> Testo
Le controverse cinque finali Genoa-Bologna, il ritorno della Juventus e la Carta di Viareggio

UN CAMPIONATO COMBATTUTO

Per la Lega Nord il campionato si svolse eccezionalmente a 25 squadre, a causa dell’ammissione in soprannumero del Mantova per risarcimento per la retrocessione avvenuta nel 1923 per colpa di arbitraggi truccati. Per tornare a 24, si stabilì che nel girone a 13 anche la penultima sarebbe retrocessa direttamente.

Il Girone A fu molto equilibrato e vide una accesa lotta per il primato tra Genoa, Modena, Pisa e Casale. Il Modena vinse il girone d’andata con 17 punti, seguivano Genoa e Pisa a quota 16 e il Casale a quota 12. Nelle prime giornate del girone di ritorno il Casale recuperò il divario, e ne risultò un campionato incerto. Alla sedicesima e di nuovo alla diciottesima giornata le quattro contendenti erano appaiate in vetta. Alla fine il Modena pagò cara la morte di Tichovski (sostituito dall’esordio di un giovanissimo Alfredo Mazzoni) e l’infortunio di Winkler all’inizio del girone di ritorno, nonché la decisione della Lega Nord di rinviare tre partite del Genoa a fine girone, e la sconfitta (4-1) alla penultima sul campo del Brescia in lotta per la salvezza. Il Genoa, ottenendo due vittorie e un pareggio nei tre recuperi contro avversari demotivati, riuscirono a sorpassare in extremis il Modena, vincendo il girone. In zona retrocessione cadde lo Spezia, mentre il Legnano avrebbe dovuto disputare gli spareggi interdivisionali per l’ammissione al campionato successivo. In realtà questi spareggi non si disputarono e il Legnano fu salvo.

> Metti in pratica
[a] Indica se ciascuna affermazione concorda con il testo sul campionato della Lega Nord, rispondendo sì o no e citando le parole decisive: (i) il Modena vinse il girone d’andata con 17 punti; (ii) il campionato della Lega Nord si svolse a 24 squadre; (iii) il Legnano disputò gli spareggi interdivisionali.
[b] Trascrivi dal testo sul campionato il passo che comincia con le parole contenenti "Per la Lega" e termina con "sarebbe retrocessa direttamente.".
Le voci riportate qui sotto sono materiale distinto dal testo.

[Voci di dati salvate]
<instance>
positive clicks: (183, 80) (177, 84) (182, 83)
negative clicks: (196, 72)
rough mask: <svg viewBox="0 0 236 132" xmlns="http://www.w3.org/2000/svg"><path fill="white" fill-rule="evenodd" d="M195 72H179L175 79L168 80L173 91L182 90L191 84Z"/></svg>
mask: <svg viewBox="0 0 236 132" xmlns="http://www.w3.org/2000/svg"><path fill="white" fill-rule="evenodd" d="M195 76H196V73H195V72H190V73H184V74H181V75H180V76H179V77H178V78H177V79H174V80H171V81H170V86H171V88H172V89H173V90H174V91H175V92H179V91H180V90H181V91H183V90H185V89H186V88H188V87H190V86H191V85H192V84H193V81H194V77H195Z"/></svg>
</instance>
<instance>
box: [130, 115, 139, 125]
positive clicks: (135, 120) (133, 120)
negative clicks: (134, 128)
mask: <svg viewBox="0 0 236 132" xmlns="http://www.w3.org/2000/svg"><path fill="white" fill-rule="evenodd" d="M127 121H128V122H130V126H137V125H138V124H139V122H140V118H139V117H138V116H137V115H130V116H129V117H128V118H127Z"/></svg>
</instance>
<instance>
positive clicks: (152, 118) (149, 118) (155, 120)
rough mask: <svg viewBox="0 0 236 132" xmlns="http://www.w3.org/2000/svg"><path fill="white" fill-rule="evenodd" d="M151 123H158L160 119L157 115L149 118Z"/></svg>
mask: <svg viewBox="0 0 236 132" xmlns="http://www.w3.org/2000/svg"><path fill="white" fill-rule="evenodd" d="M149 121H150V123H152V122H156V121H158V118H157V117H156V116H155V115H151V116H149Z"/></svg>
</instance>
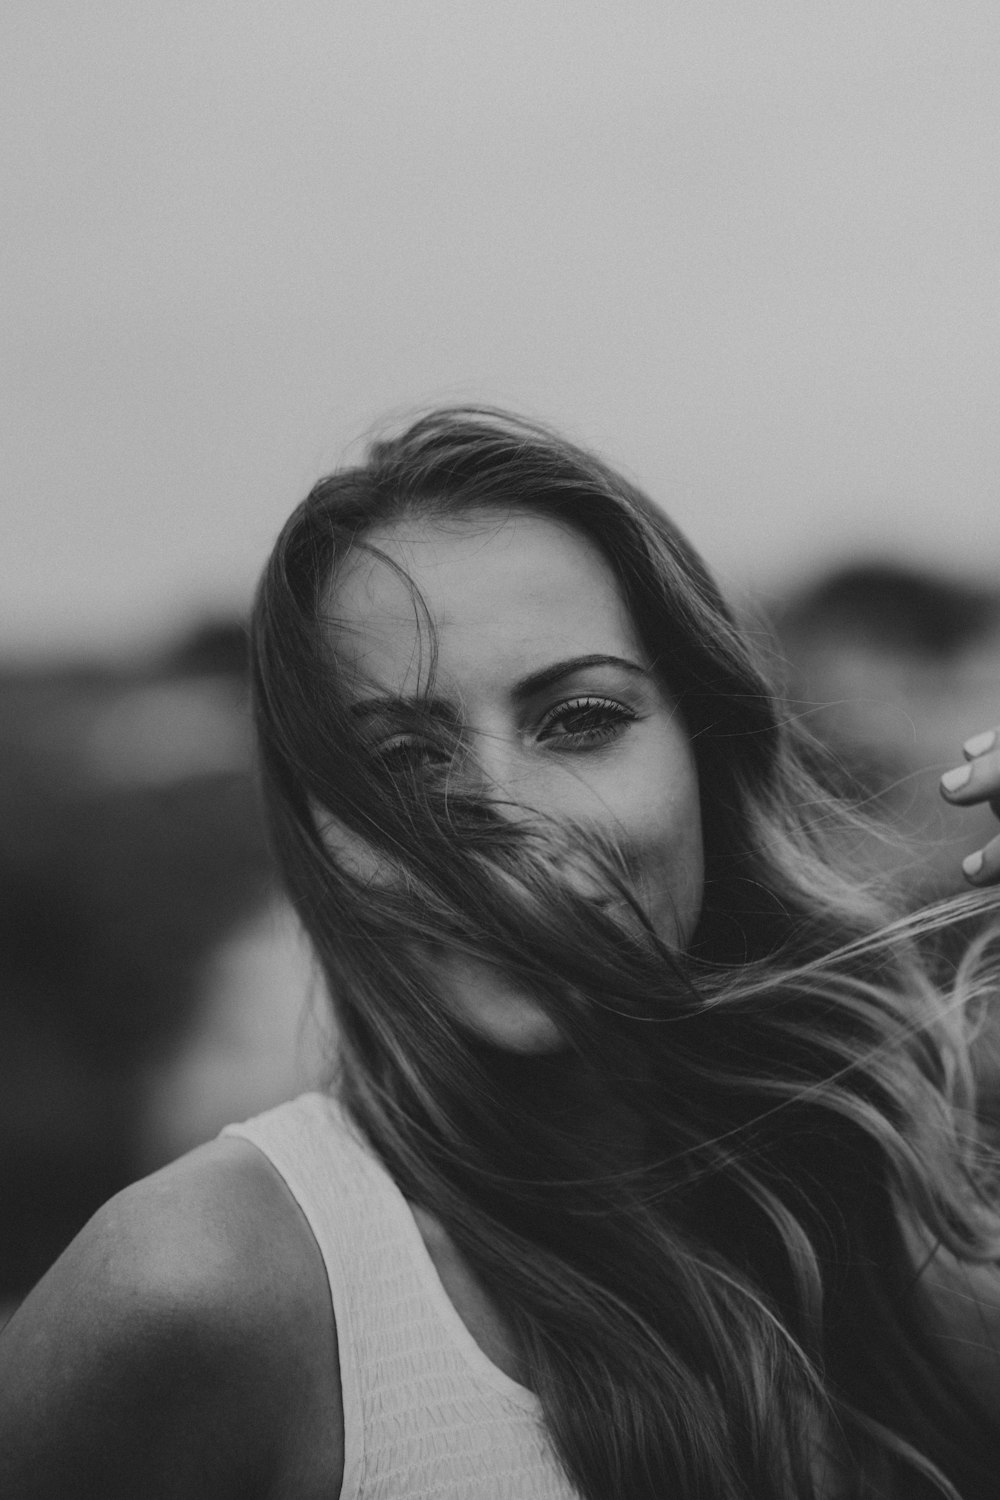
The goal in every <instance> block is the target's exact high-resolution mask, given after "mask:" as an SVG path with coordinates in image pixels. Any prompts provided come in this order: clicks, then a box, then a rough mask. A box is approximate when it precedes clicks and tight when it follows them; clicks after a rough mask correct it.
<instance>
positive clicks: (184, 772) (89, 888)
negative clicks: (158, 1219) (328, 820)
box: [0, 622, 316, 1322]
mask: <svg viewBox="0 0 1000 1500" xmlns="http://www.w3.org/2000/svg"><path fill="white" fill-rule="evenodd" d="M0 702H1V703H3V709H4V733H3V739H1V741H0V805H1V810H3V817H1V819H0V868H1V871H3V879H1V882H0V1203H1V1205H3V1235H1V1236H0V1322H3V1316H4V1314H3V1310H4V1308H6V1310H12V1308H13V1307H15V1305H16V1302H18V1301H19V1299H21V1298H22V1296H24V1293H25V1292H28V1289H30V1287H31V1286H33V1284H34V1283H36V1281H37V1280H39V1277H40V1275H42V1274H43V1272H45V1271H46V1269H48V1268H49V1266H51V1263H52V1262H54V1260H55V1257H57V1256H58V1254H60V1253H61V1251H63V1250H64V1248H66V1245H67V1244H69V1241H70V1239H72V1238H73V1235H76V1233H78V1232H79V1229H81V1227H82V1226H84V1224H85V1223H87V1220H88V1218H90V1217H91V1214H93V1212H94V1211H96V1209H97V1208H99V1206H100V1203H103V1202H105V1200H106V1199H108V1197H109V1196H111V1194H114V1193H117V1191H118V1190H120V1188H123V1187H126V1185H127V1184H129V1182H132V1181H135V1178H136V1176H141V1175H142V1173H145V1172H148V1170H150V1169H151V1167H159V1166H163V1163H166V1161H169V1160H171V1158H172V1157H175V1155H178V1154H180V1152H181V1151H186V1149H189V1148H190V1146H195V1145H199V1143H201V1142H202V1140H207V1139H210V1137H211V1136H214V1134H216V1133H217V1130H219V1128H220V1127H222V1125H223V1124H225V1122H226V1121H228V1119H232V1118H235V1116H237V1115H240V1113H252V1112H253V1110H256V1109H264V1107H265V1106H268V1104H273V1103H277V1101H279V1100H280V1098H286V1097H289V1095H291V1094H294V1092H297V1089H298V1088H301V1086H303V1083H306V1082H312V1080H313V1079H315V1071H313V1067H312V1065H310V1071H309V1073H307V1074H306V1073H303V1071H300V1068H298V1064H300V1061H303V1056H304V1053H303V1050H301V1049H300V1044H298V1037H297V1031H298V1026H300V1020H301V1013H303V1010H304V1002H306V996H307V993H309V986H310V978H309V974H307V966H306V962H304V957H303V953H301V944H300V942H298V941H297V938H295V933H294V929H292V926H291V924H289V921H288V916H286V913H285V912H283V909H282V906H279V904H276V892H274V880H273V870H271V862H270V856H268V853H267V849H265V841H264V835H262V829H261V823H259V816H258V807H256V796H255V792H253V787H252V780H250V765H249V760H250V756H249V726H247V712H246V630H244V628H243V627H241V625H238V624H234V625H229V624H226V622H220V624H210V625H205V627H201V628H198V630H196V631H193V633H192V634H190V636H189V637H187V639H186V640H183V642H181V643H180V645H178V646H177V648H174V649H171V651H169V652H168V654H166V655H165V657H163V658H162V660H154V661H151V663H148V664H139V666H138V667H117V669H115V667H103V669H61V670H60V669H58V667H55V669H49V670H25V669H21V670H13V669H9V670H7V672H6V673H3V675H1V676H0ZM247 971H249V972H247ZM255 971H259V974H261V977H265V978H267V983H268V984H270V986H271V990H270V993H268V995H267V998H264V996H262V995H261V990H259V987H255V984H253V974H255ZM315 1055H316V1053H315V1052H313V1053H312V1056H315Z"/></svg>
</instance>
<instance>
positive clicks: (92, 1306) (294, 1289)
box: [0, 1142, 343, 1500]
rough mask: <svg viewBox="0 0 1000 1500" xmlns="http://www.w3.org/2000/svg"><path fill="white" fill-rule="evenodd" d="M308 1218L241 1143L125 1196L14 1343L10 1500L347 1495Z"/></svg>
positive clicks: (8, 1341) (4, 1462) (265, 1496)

> Soluzioni per esercizio
[a]
(i) Sì: "Il Modena vinse il girone d’andata con 17 punti".
(ii) No: "il campionato si svolse eccezionalmente a 25 squadre".
(iii) No: "In realtà questi spareggi non si disputarono e il Legnano fu salvo".

[b]
Per la Lega Nord il campionato si svolse eccezionalmente a 25 squadre, a causa dell’ammissione in soprannumero del Mantova per risarcimento per la retrocessione avvenuta nel 1923 per colpa di arbitraggi truccati. Per tornare a 24, si stabilì che nel girone a 13 anche la penultima sarebbe retrocessa direttamente.